**** Source material

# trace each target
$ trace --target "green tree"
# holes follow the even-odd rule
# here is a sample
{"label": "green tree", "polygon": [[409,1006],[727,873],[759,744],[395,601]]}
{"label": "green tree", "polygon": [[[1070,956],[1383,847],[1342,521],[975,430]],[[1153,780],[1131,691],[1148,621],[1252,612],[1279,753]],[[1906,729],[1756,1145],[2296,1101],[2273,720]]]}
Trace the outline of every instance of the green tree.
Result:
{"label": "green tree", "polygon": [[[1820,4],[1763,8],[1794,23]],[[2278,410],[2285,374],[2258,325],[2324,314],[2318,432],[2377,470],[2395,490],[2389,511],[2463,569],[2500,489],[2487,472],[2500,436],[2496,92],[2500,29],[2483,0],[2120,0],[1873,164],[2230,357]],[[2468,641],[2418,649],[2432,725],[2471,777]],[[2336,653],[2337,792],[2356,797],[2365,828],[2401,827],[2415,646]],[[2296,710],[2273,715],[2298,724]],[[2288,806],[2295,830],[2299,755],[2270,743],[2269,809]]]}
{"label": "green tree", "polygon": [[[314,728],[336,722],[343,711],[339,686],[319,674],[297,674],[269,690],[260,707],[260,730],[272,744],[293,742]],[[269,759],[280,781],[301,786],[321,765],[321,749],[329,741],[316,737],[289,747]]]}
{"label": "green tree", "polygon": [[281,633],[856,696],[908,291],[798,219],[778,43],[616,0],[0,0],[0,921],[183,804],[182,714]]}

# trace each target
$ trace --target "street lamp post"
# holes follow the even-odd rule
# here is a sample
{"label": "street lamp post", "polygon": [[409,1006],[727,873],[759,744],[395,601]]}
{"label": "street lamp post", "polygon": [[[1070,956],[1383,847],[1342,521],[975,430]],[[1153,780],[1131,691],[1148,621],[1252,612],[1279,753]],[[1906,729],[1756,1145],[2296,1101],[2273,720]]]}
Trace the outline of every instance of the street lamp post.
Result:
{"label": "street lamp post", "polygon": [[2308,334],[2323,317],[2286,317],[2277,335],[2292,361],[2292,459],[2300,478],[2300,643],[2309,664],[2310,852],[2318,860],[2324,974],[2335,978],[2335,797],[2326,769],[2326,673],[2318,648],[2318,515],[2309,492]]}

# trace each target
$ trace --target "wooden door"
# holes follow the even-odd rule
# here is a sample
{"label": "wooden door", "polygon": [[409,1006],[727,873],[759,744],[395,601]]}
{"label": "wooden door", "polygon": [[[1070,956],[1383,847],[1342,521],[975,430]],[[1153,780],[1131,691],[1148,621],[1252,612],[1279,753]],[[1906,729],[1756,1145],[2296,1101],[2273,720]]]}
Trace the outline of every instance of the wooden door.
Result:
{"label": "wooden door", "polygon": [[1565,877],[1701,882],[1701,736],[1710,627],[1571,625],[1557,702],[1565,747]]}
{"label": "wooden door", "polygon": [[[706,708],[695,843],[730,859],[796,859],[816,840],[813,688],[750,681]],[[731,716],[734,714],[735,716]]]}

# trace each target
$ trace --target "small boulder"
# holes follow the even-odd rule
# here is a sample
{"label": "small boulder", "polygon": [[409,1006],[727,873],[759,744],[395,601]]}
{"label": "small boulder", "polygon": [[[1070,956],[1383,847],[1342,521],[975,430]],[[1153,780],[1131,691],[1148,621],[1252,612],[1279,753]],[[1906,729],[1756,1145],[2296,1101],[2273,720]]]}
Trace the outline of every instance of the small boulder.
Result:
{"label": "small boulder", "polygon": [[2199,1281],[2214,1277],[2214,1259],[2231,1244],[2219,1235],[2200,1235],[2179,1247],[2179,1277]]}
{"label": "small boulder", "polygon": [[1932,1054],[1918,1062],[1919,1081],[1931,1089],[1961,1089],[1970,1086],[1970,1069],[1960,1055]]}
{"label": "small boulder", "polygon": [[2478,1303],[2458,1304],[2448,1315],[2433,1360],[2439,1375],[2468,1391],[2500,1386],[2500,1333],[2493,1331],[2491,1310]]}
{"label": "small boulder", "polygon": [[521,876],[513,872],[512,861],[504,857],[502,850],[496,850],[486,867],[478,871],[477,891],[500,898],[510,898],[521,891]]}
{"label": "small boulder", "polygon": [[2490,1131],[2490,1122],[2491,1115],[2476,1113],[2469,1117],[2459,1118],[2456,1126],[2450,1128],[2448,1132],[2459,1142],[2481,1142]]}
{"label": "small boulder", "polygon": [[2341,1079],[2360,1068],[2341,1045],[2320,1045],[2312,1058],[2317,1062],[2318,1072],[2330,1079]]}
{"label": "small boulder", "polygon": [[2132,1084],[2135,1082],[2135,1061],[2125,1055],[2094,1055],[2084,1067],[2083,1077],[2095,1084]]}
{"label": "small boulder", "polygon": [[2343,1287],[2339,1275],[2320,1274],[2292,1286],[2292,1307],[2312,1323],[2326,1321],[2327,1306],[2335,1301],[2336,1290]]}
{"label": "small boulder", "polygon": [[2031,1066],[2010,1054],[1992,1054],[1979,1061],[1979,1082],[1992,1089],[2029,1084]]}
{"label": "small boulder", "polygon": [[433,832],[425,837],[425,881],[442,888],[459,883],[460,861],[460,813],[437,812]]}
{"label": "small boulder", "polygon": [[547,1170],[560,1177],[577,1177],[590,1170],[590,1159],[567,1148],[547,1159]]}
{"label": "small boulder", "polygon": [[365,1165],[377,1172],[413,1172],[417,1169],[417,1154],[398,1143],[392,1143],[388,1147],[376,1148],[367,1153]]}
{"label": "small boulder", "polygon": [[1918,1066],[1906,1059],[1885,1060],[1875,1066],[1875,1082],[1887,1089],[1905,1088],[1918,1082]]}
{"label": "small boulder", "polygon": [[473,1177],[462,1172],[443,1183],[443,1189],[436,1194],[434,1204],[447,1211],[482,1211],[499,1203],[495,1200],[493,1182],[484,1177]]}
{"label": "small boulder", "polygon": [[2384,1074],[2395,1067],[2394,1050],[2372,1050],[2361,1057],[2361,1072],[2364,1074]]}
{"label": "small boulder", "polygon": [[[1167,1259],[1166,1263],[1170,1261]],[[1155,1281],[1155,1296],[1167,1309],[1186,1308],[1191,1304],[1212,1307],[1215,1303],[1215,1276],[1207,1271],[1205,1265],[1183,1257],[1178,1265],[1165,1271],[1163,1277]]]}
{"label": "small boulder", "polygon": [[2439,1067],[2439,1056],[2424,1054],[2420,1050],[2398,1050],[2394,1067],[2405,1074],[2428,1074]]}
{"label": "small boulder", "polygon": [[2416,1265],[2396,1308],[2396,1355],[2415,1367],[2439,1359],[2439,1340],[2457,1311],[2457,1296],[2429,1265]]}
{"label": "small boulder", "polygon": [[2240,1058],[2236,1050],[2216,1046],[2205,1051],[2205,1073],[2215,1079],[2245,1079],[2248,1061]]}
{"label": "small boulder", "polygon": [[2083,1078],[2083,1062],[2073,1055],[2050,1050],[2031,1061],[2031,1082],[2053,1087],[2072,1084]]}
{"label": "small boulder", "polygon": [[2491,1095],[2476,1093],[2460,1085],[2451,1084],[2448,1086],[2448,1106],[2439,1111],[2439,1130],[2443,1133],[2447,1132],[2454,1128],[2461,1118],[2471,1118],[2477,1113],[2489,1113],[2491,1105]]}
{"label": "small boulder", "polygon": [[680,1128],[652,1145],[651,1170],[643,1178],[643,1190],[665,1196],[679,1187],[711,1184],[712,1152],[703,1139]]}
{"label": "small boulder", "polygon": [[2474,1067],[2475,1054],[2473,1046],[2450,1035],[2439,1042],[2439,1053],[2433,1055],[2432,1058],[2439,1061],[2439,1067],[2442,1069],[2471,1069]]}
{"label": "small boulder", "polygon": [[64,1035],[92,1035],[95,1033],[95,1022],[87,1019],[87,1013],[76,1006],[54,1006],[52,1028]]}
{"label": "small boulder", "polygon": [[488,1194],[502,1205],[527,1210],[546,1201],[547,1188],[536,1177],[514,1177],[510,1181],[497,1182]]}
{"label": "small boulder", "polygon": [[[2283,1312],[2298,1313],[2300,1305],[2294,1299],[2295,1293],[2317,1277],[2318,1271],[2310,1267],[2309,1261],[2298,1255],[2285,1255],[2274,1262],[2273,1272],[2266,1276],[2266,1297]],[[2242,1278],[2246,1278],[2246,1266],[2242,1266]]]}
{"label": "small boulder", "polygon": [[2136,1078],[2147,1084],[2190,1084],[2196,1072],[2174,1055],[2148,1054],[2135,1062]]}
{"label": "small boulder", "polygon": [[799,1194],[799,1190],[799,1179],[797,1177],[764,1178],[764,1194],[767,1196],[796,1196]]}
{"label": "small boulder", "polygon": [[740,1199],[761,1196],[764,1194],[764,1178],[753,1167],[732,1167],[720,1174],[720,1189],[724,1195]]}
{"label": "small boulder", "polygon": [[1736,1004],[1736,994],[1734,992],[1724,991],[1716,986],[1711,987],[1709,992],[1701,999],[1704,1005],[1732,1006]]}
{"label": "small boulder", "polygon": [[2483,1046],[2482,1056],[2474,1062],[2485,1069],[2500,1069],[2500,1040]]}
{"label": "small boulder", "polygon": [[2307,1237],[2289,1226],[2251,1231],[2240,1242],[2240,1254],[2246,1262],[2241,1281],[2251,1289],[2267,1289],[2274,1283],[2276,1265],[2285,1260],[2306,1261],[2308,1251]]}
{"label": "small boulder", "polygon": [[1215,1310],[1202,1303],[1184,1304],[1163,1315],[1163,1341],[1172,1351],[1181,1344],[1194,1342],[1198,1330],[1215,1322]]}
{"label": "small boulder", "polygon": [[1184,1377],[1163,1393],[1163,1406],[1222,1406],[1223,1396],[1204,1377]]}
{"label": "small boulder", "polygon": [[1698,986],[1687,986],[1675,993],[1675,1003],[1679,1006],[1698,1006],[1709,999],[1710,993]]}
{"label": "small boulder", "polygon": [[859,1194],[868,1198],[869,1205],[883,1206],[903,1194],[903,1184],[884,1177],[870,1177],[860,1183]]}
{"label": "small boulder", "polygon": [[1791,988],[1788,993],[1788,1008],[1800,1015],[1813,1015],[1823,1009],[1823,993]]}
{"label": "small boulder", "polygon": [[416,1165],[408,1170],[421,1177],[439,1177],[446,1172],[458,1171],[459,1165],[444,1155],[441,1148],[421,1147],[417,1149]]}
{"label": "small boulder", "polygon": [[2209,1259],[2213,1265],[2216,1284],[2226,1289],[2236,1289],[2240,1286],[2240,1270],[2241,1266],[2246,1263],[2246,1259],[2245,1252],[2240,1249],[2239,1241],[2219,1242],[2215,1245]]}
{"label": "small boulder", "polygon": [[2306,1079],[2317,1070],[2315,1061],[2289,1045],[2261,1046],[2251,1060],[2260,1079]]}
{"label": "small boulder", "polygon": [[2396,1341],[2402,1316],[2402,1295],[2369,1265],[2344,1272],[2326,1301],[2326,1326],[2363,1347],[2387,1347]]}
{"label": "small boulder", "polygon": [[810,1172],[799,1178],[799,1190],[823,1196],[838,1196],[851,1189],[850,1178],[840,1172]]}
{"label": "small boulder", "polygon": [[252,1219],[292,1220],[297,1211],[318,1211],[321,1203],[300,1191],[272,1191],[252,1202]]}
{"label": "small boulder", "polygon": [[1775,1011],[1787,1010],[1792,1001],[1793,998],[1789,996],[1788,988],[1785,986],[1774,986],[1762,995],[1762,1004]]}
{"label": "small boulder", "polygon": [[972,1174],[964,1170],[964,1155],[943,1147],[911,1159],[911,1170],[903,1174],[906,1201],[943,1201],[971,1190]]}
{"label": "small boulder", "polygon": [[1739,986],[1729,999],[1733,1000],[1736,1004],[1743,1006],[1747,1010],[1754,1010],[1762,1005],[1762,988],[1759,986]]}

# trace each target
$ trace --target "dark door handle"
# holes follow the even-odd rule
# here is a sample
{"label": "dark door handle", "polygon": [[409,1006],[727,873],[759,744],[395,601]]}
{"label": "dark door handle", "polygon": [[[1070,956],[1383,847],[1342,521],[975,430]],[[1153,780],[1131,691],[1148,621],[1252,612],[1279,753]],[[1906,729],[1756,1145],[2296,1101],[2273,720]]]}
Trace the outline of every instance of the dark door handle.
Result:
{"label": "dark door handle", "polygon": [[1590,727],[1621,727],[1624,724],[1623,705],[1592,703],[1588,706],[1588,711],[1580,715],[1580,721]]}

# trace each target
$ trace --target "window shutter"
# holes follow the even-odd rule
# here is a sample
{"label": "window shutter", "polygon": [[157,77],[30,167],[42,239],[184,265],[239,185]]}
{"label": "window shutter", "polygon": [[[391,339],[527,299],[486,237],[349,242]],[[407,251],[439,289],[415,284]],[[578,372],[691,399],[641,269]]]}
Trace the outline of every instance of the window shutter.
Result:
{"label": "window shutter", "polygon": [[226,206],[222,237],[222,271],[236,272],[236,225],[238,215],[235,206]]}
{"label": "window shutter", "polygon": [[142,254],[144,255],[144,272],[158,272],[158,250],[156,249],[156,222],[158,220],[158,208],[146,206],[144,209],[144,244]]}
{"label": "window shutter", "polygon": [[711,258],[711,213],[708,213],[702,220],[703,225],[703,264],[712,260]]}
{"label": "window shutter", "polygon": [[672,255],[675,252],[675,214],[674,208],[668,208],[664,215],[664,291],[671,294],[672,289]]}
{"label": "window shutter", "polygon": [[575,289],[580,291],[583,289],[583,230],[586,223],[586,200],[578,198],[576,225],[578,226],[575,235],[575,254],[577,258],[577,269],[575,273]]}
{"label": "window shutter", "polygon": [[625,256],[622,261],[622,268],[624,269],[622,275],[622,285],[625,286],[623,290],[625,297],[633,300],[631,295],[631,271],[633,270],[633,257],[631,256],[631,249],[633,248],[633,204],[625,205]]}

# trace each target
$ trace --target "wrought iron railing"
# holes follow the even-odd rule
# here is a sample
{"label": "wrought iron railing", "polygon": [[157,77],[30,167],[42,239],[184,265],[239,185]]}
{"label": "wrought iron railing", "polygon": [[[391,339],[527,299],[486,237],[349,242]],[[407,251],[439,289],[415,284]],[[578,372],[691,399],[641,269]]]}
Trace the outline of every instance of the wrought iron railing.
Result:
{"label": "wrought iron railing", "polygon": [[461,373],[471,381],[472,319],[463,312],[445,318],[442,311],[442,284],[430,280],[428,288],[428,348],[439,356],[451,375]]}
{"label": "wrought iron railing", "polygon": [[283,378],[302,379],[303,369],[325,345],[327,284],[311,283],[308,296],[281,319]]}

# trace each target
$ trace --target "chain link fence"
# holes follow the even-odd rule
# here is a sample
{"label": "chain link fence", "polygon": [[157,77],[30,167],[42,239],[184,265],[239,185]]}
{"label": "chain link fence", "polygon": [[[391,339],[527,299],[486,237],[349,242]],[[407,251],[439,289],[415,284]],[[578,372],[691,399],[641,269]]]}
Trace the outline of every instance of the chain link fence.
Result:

********

» **Task item**:
Lines in the data that hold "outline" must be located and copied.

» **Exercise result**:
Trace the outline of every instance of the green tree.
Trace the outline of every instance of the street lamp post.
Trace the outline of every instance of the wooden door.
Trace the outline of every instance of the small boulder.
Trace the outline of every instance of the dark door handle.
Trace the outline of every instance of the window shutter.
Trace the outline of every instance of the wrought iron railing.
Trace the outline of every instance of the chain link fence.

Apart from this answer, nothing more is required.